• Problema breve A:
Según la reseña de Normal life, ¿en qué serie de televisión se dio a conocer Luke Perry?
• Problema breve B:
Reanuda la reseña de Normal life justo después de su última oración.

Documentar el desasosiego
Nada hay de normal detrás de este título falsamente cotidiano, anodinamente descriptivo de la vida de una pareja cualquiera de un lugar cualquiera de EE UU. Inspirada en sucesos reales -hay en McNaughton una vena de inquisidor lector de periódicos, una suerte de versión actualizada de guionista de la Warner Bros en los treinta-, Normal life es una trabajosa, terrible peripecia de policía enamorado de una auténtica yonqui de la aventura, una mujer en perenne pelea contra unos fantasmas personales que no sólo no la dejan en paz, sino que precipitan la caída inexorable de todo lo que la rodea.Tiene el filme un problema, aunque bien es cierto que sólo es aparente: exige del espectador suficiente paciencia, primero, para familiarizarse con un actor a priori tan poco apto- para el papel del poli protagonista como Luke Perry, el inefable héroe adolescente de la televisiva Sensación de vivir que, no obstante, pronto se revela un acierto. Como Will Smith, conocido también por sus tontas andanzas televisivas, pero revelado en un filme excepcional, Seis grados de separación, Perry demuestra tener una pasta insólitamente densa, un oficio por encima de las contingencias del mercado y la competitividad desaforada que asolan al universo audiovisual estadounidense.

• Registros proporcionados:

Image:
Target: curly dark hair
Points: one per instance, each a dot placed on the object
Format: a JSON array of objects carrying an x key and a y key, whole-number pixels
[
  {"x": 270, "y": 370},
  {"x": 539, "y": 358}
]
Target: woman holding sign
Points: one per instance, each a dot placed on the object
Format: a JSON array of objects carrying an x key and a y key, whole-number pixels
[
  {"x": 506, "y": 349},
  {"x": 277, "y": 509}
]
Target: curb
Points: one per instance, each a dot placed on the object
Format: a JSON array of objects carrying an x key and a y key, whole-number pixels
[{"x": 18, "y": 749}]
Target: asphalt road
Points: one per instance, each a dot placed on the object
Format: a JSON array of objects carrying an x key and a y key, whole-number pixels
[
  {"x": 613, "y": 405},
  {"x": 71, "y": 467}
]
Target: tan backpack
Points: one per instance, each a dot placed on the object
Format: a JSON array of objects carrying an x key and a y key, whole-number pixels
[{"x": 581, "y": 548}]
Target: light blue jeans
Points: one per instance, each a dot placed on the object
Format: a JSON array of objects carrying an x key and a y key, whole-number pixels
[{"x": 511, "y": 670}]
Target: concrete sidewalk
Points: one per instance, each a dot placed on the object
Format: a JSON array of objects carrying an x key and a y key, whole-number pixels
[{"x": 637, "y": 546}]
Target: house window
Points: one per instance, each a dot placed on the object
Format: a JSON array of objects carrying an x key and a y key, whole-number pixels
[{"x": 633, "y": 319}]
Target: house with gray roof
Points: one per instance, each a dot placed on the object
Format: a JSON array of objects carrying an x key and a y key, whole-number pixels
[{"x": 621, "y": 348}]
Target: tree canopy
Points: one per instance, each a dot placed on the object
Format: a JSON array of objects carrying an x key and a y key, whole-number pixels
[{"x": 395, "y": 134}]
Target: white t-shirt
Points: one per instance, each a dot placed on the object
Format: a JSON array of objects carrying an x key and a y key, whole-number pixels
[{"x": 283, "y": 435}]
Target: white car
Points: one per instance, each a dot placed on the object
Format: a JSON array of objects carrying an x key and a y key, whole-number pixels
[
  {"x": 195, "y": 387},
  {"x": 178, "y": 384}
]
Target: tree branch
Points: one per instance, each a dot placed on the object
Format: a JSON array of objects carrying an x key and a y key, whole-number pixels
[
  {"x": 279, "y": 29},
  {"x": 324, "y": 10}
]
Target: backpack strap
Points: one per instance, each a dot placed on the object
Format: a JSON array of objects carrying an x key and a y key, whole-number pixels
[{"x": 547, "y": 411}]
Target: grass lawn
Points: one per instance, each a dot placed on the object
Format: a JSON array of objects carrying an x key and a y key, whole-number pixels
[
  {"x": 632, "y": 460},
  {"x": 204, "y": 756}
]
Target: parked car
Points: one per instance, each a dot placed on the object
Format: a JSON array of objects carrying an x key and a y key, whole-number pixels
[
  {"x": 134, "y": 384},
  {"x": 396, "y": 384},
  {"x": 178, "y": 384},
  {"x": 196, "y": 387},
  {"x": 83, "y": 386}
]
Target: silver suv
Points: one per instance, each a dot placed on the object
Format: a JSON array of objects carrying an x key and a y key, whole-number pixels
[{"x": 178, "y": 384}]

--

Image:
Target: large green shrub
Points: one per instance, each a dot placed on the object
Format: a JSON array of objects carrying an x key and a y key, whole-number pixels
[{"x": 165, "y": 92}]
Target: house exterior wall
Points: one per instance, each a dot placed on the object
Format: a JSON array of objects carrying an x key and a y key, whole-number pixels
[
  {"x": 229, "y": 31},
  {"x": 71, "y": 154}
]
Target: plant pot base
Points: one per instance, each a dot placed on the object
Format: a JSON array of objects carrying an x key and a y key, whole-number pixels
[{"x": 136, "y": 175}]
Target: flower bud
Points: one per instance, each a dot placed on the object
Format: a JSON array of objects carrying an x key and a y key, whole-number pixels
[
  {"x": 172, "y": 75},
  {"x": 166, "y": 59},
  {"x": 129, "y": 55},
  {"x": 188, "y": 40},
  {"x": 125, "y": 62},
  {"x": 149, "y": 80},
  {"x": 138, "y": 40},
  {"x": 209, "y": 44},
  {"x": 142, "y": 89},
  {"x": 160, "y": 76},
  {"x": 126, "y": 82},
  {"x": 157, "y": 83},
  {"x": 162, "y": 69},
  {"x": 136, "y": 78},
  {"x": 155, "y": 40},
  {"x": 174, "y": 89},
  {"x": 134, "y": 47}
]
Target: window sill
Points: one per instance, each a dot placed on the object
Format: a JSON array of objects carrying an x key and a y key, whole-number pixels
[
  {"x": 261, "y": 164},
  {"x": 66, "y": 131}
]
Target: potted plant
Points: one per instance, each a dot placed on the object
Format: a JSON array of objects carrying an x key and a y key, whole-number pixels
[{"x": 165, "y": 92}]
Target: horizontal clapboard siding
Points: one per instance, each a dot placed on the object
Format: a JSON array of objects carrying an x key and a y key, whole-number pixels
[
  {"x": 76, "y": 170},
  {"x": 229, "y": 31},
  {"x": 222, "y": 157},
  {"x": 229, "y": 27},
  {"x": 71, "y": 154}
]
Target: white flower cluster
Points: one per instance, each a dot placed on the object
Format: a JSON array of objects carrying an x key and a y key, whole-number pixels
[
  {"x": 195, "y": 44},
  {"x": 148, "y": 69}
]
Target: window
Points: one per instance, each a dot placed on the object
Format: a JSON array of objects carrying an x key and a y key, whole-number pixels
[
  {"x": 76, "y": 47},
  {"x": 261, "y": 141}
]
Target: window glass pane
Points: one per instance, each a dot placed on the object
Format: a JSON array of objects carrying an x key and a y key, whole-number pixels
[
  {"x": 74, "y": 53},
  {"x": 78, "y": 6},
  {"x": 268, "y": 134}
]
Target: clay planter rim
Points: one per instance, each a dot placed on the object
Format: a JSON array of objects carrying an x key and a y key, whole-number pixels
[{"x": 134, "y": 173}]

• Salida esperada A:
En Sensación de vivir.

• Salida esperada B:
Normal life
Dirección: John McNaughton. Guión:Peg Haller y Bob Schneider. Fotografía: Jean Desegonzac. Música: Robert McNaugliton y Ken Hale. EE UU, 1997. Intérpretes: Luke Perry, Ashley Judd, Bruce Young, Jim True, Dawn Maxey, Penelope Milford. Estreno en Madrid: cine Ideal, en versión original subtitulada.
Personajes incómodos
Y dos, paciencia igualmente para familiarizarse y comprender a unos personajes realmente incómodos, desasosegantes, de esos a los que de buena gana propinaríamos una buena dosis de bofetadas. La amarga histeria de Pam (espléndida Ashely Judd, el mejor descubrimiento de Heat) le hace alguien distante, penosamente ajena. Pero cuando el espectador se da cuenta de cuál es la estrategia que persigue McNaughton, entonces las piezas del puzzle que hasta entonces parece la película adquieren toda su dimensión.Porque lo que se propone documentar el cineasta, con el rigor y la escasa piedad que Ya demostrara en su obra maestra, Henry, retrato de un asesino, no es otra cosa que el revés del sueño americano, el lado oscuro, la poderosa insatisfacción que atenaza a seres tan anónimos como una trabajadora fabril y un policía de mala muerte.
Así, en primera instancia, el filme se puede ver como la pasión y agonía de dos inadaptados, de dos desclasados que no conocen las normas de juego que emplean todos a su alrededor y que se dan a una forma particularmente liberadora de sus compulsiones como es la violencia de los atracos a bancos.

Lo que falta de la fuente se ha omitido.